MATERIAL FOR THE TASK:
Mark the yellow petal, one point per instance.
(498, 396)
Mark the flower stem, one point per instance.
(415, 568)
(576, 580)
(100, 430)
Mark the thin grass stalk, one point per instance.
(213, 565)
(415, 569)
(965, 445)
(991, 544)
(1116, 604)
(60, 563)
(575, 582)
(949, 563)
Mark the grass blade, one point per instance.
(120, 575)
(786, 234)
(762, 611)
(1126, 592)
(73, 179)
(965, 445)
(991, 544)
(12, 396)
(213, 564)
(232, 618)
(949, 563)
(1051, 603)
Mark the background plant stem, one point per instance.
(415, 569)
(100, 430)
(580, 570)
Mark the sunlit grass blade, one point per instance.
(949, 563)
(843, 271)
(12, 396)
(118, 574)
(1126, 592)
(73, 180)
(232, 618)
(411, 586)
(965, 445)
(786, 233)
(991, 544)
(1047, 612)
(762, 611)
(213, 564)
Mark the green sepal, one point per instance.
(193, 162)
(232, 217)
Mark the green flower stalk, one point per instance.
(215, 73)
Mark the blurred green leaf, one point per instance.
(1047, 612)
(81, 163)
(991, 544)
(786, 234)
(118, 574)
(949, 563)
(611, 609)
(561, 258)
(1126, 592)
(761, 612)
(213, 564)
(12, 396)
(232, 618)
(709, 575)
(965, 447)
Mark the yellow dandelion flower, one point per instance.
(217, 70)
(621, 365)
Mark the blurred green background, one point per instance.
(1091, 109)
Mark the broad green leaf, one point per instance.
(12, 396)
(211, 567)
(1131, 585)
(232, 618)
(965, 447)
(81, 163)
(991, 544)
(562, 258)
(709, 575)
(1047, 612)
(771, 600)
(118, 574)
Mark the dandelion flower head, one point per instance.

EXERCISE DIRECTIONS: Repeat the records above exactly as they appear.

RESPONSE AREA:
Mark the yellow petal, one point per instance.
(498, 396)
Mark the flower stem, one point per instance.
(415, 568)
(576, 580)
(100, 430)
Mark the thin grass stalk, one point per instance.
(213, 565)
(415, 569)
(965, 445)
(991, 544)
(1116, 604)
(60, 563)
(575, 582)
(949, 563)
Mark the grass blade, one point per instance.
(120, 575)
(786, 234)
(762, 611)
(1126, 592)
(73, 179)
(965, 445)
(991, 544)
(12, 396)
(213, 564)
(232, 618)
(949, 563)
(1051, 603)
Mark the background plant stem, one point per instance.
(415, 569)
(100, 430)
(580, 570)
Mark the sunlit grass blade, one point per instance.
(949, 563)
(843, 271)
(12, 396)
(118, 574)
(1126, 592)
(73, 180)
(232, 618)
(411, 586)
(965, 445)
(786, 233)
(991, 544)
(1047, 612)
(762, 611)
(213, 564)
Mark the green sepal, one point per instance.
(193, 162)
(232, 217)
Mark the green flower stalk, one point per instance.
(215, 73)
Mark the blurred green leaf, one point per instance.
(1047, 612)
(81, 163)
(991, 544)
(786, 234)
(118, 574)
(949, 563)
(611, 609)
(561, 258)
(1126, 592)
(761, 612)
(213, 564)
(12, 396)
(232, 618)
(709, 575)
(965, 447)
Mark the yellow dandelion flower, one point per instance.
(217, 70)
(621, 365)
Mark the blurred green background, one point per instance.
(1091, 109)
Mark the broad green leaf, one point per instance.
(12, 396)
(211, 567)
(1131, 585)
(232, 618)
(965, 447)
(81, 163)
(991, 544)
(562, 258)
(709, 575)
(1047, 612)
(771, 600)
(118, 574)
Mark the dandelion flower head, one point per instance.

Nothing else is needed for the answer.